> [GIVEN PROBLEM 1]: Repeat the opinion's wording, everything from "It must now" down to "U. S.] 110.".
> [GIVEN PROBLEM 2]: Decide whether each statement agrees with the opinion. Answer yes or no, and quote the words of the opinion that settle it. (a) The coupons attached to the bonds are part of the debt. (b) The demurrer to the first plea is to be sustained. (c) The second plea is said to present a question of more difficulty than the first.
> [GIVEN PROBLEM 3]: According to the opinion, what qualities do bonds and coupons of the character under consideration possess?

> [EXTRACT]:
::::

Durant v. Iowa County

1 Woolw. 69 | U.S. Circuit Court for the District of Iowa | 1864

MILDER, Circuit Justice.

The demurrer to the first plea must be sustained. The real debt incurred by the county was the principal sum named in the bonds. The coupons attached to the bonds were promises to pay the annual instalments of interest. Their form, and the fact that they might be detached from the principal obligation, do not change their character. They do not form part of the debt,- any more than would a provision for interest yet to accrue incorporated in the body of the bond. If the defendant’s counsel were correct in his position, the bonds when issued were legal, because it is not pretended that the amount secured by them exceeded the 5 per centum of the value of the taxable property in the county; but by lapse of time, as the interest has come due and remained unpaid, they and their incidents, the coupons, have become illegal. The absurdity is manifest.

The section of the constitution relied on, by its terms refers us to the time when the bonds were issued, to determine whether their amount exceeds the limit prescribed in it There is no pretence for saying that the interest thereafter to accrue was a debt within the meaning of the section.

The demurrer to the second plea presents a question of more difficulty. Were it of the first impression, I should incline to sustain the plea. Considerations which appear to me just support that view. But the authorities are the other way, and I feel constrained to submit to them.

It must now be considered as settled, that bonds and coupons of the character now under consideration, possess all the qualities of commercial paper. They pass by delivery; the holder of them has a full title; and the county cannot set up against one who has taken them in good faith equities which might be available against the original payee, providing they were not utterly void in their inception. Moran v. Commissioners of Miami County, 2 Black [67 U. S.] 722; Mercer Co. v. Hackett, 1 Wall. [68 U. S.] 83; Gelpeke v. Dubuque, Id. 176, 206; Murry v. Landner. 2 Wall. [69 U. S.] 110.

::::

> [RECORDS SHOWN]:
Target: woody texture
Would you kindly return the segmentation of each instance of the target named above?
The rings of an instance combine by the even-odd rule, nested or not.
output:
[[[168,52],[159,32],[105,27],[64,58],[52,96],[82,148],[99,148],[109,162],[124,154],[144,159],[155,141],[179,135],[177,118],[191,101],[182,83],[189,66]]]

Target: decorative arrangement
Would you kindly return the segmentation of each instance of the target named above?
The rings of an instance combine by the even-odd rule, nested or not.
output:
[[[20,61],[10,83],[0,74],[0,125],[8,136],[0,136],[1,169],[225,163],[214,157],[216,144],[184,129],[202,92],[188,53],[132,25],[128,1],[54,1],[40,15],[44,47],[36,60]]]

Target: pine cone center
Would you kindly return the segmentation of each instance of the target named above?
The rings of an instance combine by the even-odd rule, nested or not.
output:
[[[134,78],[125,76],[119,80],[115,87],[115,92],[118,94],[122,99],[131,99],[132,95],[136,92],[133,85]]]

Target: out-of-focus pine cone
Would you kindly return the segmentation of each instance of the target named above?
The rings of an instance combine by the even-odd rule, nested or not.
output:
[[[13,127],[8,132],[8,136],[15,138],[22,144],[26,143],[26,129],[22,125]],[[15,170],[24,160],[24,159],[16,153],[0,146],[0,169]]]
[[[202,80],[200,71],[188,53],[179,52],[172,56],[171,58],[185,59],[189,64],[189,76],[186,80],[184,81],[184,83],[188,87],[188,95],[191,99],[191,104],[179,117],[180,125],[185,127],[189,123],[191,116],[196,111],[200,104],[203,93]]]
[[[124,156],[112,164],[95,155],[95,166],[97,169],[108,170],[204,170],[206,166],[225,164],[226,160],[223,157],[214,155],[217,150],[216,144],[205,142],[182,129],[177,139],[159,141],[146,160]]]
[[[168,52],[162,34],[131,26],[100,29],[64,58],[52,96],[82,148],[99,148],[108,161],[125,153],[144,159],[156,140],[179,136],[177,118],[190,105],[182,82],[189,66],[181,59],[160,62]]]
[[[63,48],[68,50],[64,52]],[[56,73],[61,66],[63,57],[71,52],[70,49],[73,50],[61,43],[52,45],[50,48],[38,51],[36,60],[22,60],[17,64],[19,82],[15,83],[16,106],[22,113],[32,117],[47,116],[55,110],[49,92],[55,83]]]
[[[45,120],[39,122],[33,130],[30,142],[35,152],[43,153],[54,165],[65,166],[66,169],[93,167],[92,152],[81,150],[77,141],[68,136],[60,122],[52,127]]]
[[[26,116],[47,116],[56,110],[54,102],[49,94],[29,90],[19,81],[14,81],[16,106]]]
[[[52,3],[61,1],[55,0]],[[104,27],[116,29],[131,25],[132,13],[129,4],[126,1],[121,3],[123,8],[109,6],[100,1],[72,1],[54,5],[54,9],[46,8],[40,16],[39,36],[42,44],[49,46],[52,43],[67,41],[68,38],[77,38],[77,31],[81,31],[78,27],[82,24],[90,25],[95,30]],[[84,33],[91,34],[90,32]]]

::::

> [COMPLETE OUTPUT 1]:
It must now be considered as settled, that bonds and coupons of the character now under consideration, possess all the qualities of commercial paper. They pass by delivery; the holder of them has a full title; and the county cannot set up against one who has taken them in good faith equities which might be available against the original payee, providing they were not utterly void in their inception. Moran v. Commissioners of Miami County, 2 Black [67 U. S.] 722; Mercer Co. v. Hackett, 1 Wall. [68 U. S.] 83; Gelpeke v. Dubuque, Id. 176, 206; Murry v. Landner. 2 Wall. [69 U. S.] 110.

> [COMPLETE OUTPUT 2]:
(a) No: "They do not form part of the debt"
(b) Yes: "The demurrer to the first plea must be sustained."
(c) Yes: "The demurrer to the second plea presents a question of more difficulty."

> [COMPLETE OUTPUT 3]: All the qualities of commercial paper.